Jeremy Nelson (00:10):
Hello, my name is Jeremy Nelson and today we’re talking with Talal Alothman, an XR developer at the University of Michigan College of Engineering. We’re going to be talking about XR interactions, hand gestures, and all the cool projects he’s been working on coming up next in our mixer podcast. Good afternoon Talal. How are you?

Talal Alothman (00:36):
Doing well, thanks for asking.

Jeremy Nelson (00:40):
Yeah, yeah. Thanks for joining us today. I appreciate you taking the time now.

Talal Alothman (00:44):
I’m happy to be here. Excited to talk VR XR.

Jeremy Nelson (00:47):
Yeah, yeah, for sure. All things AR, VR XR. Yeah. Well, why don’t we give folks a little background about yourself, what you do at Michigan, the areas you focus on.

Talal Alothman (00:58):
Sure, yeah. I work as an XR developer for the college of engineering, specifically for, for Kane, which is the college of engineering’s, uh, I guess IT support, um, and my role is really to consult faculty on different XR approaches, uh, or different XR tools that they can integrate into their classroom. Additionally, I work with them on designing and developing XR tools for their own classrooms. So it’s a bit of a, uh, kind of like, I’m going to consult you on what tools to use. But it also involves a lot of work developing, uh, some of these tools for the faculty. Nice, nice.

Jeremy Nelson (01:45):
And are you focused particularly within the college of engineering or do you support faculty across the university?

Talal Alothman (01:53):
Uh, the main focus for me has been supporting faculty that have been funded by the college of engineering, uh, scholarship or grants program, uh, XR grant program. But I also work with a lot of folks like you outside of the college of engineering to kind of consult, uh, consult them on different issues as well. So yeah, it’s mainly college of engineering, but also to the university as a whole.

Jeremy Nelson (02:23):
Yeah, I know, I think we’ve really been trying to bring together a community of folks in this space that are doing work in XR, interested in XR, and really trying to bring more of that together to expand it out. Well tell us a little bit about some of these projects you’ve worked on so far and what you’ve liked about them. What are good examples of them that we could have our listeners imagine or to see more about?

Talal Alothman (02:47):
Sure. Yeah. One project that I worked on for a couple of months was a funded project for Dr. Hovden out of the school material science. They had a holographic display, which is not your typical XR, it doesn’t fall within the typical XR kind of space, but is kind of considered that. So it’s kind of like a thin line, a gray area of whether it falls into XR or not. But the idea is they had these looking glass displays that showed off 3D content and really, uh, in a, in a 3D environment that could be viewed by multiple people. So you’re not, you’re not thinking, it’s not a headset that someone puts on, but it’s actually a monitor screen that people, a group of people could sit in front of and see content in a 3d manner and they’re a really cool headset.

• • • • •

| REQUEST |
Pick up the XR podcast transcript right where it stops and write the next part. The items after the XR podcast transcript are separate material and aren't part of it.

[Dataset excerpts on pointing at objects]
• • • • •

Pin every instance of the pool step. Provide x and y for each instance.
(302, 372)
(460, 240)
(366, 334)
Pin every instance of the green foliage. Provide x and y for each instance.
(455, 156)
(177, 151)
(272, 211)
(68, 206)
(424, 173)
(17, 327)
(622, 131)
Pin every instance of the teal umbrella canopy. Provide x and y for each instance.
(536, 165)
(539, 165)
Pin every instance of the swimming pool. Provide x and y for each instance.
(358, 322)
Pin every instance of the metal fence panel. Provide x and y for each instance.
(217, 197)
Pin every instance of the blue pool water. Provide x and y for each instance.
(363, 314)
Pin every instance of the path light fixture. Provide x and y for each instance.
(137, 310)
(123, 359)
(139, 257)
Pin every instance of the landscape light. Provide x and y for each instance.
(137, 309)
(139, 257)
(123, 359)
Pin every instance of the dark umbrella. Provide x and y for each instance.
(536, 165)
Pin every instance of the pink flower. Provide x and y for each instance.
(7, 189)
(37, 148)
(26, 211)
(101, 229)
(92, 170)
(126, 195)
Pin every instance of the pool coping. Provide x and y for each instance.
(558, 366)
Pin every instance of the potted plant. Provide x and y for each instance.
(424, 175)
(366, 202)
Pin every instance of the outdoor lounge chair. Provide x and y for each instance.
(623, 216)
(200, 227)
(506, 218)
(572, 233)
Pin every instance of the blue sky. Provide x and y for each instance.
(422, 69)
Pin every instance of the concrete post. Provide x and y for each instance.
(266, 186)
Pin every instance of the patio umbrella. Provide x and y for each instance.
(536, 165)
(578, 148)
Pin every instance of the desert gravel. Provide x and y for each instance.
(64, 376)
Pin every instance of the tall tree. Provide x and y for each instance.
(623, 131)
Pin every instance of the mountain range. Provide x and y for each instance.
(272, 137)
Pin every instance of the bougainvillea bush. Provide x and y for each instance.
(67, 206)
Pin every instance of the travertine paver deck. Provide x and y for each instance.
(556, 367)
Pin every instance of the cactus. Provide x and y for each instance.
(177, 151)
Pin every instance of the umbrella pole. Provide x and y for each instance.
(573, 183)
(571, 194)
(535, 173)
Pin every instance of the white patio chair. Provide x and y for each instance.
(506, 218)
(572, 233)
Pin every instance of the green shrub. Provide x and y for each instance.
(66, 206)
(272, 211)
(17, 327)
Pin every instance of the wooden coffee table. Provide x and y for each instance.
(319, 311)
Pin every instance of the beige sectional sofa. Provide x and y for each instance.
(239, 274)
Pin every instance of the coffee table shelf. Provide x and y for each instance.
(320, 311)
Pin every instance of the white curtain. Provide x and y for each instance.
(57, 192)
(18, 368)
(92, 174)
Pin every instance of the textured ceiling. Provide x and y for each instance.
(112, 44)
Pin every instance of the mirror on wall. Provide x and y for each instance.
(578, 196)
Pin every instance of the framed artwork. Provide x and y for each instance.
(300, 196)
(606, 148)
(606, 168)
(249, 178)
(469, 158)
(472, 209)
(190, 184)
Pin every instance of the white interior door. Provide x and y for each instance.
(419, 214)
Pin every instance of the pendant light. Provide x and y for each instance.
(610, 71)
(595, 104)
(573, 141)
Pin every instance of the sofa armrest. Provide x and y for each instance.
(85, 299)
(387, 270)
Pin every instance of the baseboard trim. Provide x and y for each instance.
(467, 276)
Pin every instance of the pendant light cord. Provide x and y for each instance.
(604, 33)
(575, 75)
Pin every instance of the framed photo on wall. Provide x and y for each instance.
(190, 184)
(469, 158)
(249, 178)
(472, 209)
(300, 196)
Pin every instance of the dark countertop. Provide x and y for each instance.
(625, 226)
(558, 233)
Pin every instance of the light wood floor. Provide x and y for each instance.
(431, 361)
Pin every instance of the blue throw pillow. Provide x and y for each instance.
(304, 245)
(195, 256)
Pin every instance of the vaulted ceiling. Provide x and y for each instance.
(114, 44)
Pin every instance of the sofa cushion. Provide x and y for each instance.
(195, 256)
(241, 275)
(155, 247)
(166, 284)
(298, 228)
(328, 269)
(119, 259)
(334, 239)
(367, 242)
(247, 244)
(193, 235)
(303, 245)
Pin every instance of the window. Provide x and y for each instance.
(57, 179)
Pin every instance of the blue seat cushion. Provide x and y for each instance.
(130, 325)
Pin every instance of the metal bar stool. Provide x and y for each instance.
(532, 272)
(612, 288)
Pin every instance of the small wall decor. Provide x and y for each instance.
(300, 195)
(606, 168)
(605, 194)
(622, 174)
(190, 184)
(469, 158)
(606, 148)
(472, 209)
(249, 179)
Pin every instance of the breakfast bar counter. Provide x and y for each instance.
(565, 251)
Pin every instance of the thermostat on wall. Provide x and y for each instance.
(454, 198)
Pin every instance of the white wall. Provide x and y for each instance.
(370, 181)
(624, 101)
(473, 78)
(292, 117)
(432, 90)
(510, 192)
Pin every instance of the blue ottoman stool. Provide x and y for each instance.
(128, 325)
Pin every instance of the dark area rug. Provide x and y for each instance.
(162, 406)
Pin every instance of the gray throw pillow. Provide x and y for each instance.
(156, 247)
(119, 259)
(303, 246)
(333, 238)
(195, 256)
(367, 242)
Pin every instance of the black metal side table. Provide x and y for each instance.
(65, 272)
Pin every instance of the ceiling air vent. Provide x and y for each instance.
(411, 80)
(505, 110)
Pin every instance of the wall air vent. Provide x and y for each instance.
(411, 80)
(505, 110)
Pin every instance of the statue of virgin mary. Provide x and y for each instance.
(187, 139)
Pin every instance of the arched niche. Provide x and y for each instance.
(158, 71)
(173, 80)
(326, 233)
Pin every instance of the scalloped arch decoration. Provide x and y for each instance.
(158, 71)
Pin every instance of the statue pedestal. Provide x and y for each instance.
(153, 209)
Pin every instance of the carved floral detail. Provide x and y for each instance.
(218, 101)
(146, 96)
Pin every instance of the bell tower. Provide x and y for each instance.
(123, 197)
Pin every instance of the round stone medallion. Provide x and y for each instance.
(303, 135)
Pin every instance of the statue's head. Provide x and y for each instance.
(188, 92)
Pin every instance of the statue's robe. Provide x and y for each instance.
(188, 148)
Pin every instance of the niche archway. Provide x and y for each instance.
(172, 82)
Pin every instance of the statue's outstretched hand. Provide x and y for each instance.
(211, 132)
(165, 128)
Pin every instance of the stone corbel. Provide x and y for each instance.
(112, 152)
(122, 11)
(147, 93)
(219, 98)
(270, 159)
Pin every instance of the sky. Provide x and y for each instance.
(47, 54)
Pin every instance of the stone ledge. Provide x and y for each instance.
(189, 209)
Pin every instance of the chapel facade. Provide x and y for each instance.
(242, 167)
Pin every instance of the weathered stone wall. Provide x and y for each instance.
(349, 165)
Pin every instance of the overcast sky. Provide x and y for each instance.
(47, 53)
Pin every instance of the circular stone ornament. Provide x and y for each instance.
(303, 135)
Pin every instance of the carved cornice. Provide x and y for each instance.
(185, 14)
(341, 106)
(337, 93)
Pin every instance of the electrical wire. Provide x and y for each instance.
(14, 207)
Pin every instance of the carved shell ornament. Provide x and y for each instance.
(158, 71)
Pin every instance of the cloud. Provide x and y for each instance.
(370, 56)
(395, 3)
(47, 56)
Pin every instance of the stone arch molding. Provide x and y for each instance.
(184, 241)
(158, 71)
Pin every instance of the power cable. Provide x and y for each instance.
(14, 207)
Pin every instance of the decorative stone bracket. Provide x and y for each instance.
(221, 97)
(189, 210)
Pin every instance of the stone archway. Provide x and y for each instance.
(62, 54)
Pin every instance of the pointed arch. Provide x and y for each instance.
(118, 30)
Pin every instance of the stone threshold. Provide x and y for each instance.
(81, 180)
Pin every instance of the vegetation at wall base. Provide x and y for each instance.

• • • • •

| REPLY TO THE EXERCISE |
Talal Alothman (03:43):
They’re really cool monitors. Um, the company that makes them, Looking Glass, has really pushed them in the last couple of years and they’ve got, gotten some success. But the idea is they want it to visualize different crystal structures with these monitors and they’d already done a lot of the work to do that, but they didn’t have a way to interact with it. So my role was to come in and design and build out an interface for them. And the interface we chose to go with was a leap motion interface. And uh, for those who don’t know what leap motion is, leap motion is a hand sensor. It kind of picks up on your hand and rigs the hand to a couple of, uh, bones that you can then effectively use and visualize your hand in that space and use the hand to, to do a lot of really cool, uh, interactions. And we worked on that for a while. Right now the project is kind of wrapping up, and that was one of the ones that I really enjoyed working on cause it involved a lot of design work, a lot of interface work and then a lot of development work so a good mixture of that, a healthy mixture.

Jeremy Nelson (04:47):
Nice. And when you say a monitor, I mean this, this is like a glass cube almost or like a structure, right? That sits on a desk or uh, that somebody can touch and so that you were able to, so how did you do that? Were you working with, you know, Unity or some SDK for looking glass or how did you bring these models in and what was the hope of Dr. Hovden or, how people would use this device?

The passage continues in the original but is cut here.